## TASK TO CARRY OUT
Filter the listing below, keeping only the lines with the word "window".

## RECORD EXCERPTS

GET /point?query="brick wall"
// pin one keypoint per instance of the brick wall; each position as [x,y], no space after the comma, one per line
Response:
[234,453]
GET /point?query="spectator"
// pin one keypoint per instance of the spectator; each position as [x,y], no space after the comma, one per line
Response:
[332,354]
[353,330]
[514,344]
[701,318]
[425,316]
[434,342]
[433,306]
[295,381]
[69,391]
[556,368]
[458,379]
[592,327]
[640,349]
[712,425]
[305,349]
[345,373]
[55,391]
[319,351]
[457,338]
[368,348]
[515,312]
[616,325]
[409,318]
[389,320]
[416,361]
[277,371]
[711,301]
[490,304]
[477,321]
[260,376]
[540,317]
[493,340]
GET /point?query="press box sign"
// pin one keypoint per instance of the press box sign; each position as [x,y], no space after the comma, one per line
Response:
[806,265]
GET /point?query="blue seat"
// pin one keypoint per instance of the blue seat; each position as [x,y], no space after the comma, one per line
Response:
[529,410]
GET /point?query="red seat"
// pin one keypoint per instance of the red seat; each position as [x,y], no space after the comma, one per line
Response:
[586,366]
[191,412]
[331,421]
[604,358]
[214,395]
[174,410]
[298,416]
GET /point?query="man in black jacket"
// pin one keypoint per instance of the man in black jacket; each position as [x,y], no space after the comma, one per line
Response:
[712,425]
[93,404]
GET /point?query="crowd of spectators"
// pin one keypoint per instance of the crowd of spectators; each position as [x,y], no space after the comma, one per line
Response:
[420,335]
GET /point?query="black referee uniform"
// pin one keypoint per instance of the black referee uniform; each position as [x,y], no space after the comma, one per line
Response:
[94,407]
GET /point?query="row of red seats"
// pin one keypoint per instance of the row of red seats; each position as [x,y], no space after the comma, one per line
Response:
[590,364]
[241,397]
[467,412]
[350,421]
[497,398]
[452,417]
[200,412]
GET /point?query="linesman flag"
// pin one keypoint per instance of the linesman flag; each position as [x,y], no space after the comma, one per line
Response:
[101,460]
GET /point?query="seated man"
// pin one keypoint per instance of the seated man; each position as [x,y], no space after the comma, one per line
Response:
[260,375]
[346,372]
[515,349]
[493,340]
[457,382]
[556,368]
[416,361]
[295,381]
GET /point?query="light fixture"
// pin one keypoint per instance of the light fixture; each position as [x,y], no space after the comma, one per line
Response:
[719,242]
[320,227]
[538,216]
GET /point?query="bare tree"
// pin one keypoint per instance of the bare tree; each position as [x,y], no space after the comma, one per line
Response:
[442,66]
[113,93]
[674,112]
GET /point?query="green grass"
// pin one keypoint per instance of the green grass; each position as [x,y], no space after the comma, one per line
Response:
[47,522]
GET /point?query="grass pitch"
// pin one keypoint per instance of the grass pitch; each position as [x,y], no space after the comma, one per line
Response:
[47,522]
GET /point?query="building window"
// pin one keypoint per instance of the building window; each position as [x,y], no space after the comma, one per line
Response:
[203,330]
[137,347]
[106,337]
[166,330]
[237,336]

* * *

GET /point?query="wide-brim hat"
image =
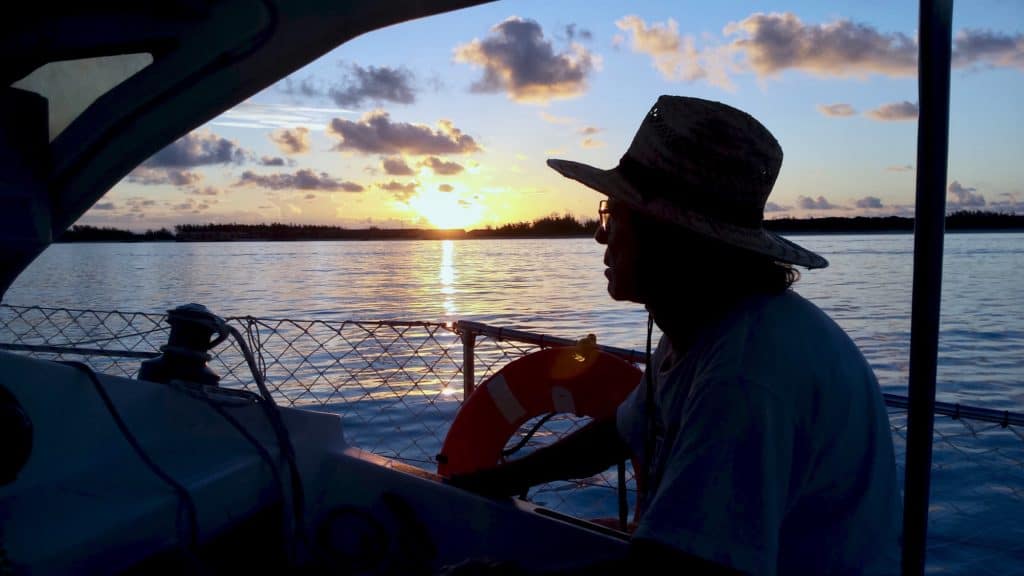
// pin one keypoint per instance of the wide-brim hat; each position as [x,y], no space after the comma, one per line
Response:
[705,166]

* * *

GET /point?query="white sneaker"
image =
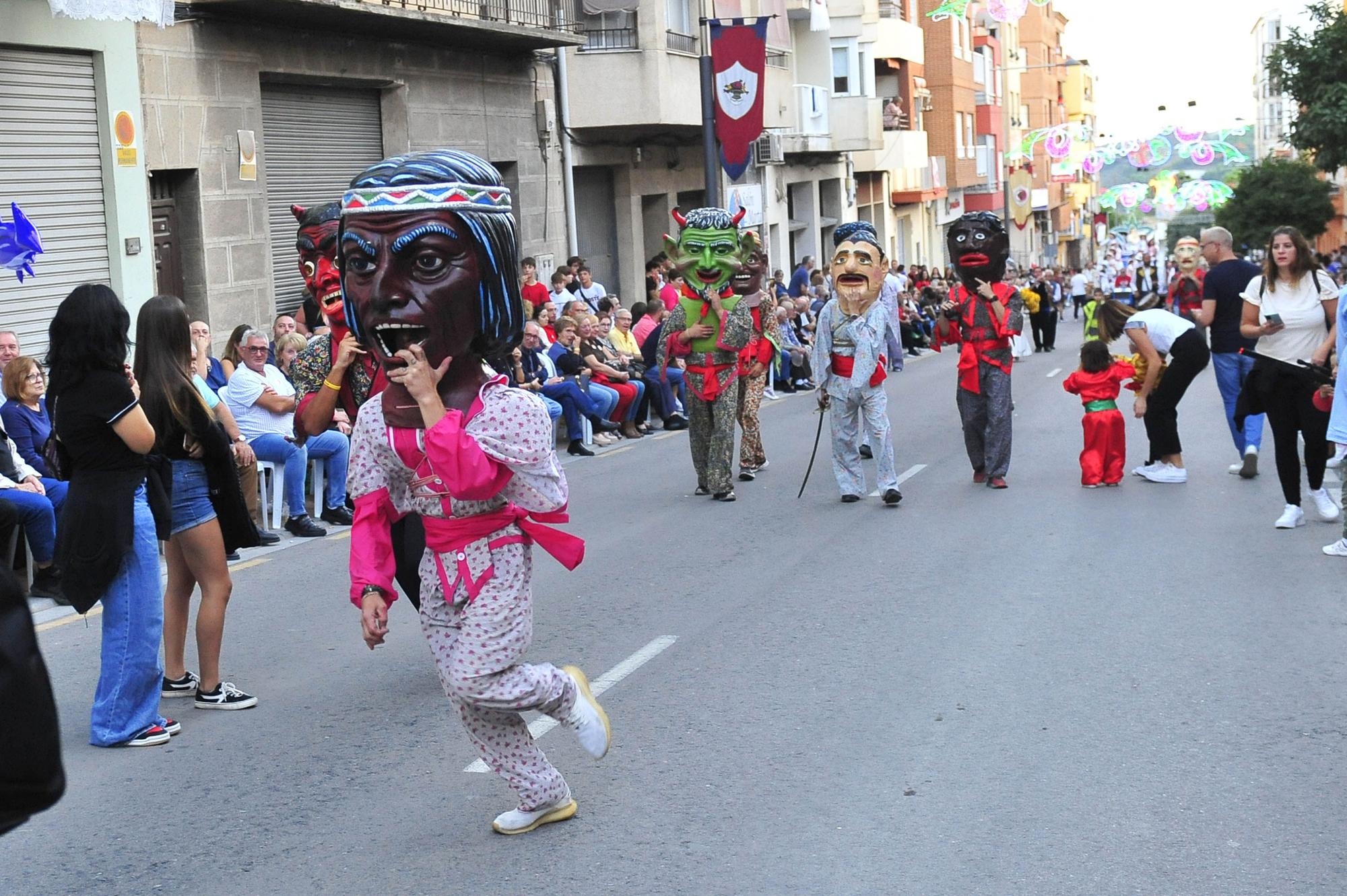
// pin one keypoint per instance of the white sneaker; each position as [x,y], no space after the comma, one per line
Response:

## ANSWER FOR THE TASK
GET /point?query="building window"
// pin one keypoint per instance of the building window; each position as [x,y], no space after the comma, one per line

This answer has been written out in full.